- [Records from a data source]:
---*---
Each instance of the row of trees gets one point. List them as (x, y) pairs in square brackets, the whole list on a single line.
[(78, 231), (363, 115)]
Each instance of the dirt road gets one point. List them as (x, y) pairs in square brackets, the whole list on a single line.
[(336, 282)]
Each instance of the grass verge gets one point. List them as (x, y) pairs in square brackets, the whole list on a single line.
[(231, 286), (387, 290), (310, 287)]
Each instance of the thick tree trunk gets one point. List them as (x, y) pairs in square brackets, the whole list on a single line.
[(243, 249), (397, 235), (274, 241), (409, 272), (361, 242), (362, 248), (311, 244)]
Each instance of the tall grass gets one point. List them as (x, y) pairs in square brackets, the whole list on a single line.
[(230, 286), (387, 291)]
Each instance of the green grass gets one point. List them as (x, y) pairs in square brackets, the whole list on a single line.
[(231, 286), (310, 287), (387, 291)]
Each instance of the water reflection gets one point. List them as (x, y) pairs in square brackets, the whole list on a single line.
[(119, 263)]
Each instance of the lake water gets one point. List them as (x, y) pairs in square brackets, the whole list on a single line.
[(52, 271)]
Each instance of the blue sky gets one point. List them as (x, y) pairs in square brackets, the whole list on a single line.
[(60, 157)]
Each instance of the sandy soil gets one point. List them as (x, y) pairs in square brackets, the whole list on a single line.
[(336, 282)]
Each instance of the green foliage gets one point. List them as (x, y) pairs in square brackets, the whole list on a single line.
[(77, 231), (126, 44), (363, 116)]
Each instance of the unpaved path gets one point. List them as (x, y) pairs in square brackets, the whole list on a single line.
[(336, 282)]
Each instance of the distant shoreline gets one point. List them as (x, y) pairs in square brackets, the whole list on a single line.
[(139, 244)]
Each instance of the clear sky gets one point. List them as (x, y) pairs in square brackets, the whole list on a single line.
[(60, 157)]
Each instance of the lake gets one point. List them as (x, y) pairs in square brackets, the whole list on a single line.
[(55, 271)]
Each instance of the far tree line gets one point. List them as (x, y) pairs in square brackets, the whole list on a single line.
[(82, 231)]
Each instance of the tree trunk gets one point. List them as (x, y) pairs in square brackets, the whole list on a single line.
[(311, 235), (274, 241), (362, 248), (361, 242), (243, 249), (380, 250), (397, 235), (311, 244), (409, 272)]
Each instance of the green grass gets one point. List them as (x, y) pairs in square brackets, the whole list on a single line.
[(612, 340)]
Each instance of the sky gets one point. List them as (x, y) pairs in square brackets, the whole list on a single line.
---*---
- [Task details]: Update all of the material above by changing every "single line" to "one line", and leave everything else as it is.

- [Exercise solution]:
Each instance of the row of trees gets one point. List them as (x, y) pairs in square brackets, the whole list on a one line.
[(78, 231), (363, 115)]
Each instance of the dirt road gets one point. List them as (x, y) pairs in square brackets, the whole list on a one line.
[(336, 282)]
Each instance of the grass verge gets one point. List them as (x, y) pairs in square brackets, the whole list on a one line.
[(231, 286), (387, 290), (310, 287)]
Each instance of the thick tree trunk gets one point. List them as (x, y) pairs in square brackets, the whole list on a one line.
[(243, 249), (397, 235), (274, 241), (409, 272), (361, 242), (362, 248), (311, 244)]
Each instance of the tall grass gets one point. List them as (x, y) pairs in square brackets, the whole list on a one line.
[(230, 286), (387, 291)]
Each instance of the green grass gets one point. List them as (x, y) pairs in square brackets, the whole list on a one line.
[(231, 286), (310, 287), (387, 291)]
Each instance of the water reflection gets one point. List them as (x, y) pairs in square brackets, the whole list on a one line.
[(119, 263)]
Each instance of the lake water gets one point. List them as (x, y) pairs in square brackets, the whole list on a one line.
[(52, 271)]
Each instance of the blue sky gets one point. List them as (x, y) pairs in square brackets, the whole list on a one line.
[(60, 157)]
Each instance of the sandy soil gets one point. List them as (x, y) pairs in square brackets, the whole list on a one line.
[(336, 282)]
Each instance of the green foliage gets one point. List them as (x, y) pairs in square brackets, the whole list on a one line.
[(77, 231), (126, 44), (363, 116)]
Each instance of the unpaved path gets one point. List them as (x, y) pairs in square brackets, the whole list on a one line.
[(336, 282)]
Each instance of the distant shoreline gets one point. List them as (x, y) pairs in square brackets, the whole list on a one line.
[(139, 244)]
Each instance of the clear sky gets one point. List them as (x, y) pairs in square brackets, the whole list on a one line.
[(60, 157)]
Each instance of the lake gets one point. List them as (x, y) pairs in square brackets, the whole list on a one line.
[(55, 271)]
Each instance of the far tree line gets one point. List them as (x, y) pairs in square brackets, the whole list on a one line.
[(82, 231)]
Each instance of the tree trunk gets one point. List them as (x, y) pairs in square brackets, the whole list on a one line.
[(311, 235), (274, 241), (362, 248), (361, 242), (243, 249), (380, 250), (397, 235), (311, 244), (409, 272)]
Each instance of the green grass gets one point. List them as (x, y) pairs in square brackets, the whole list on a one line.
[(612, 340)]
Each instance of the sky gets one point. List them as (x, y) pairs in square brackets, the whole list on a one line.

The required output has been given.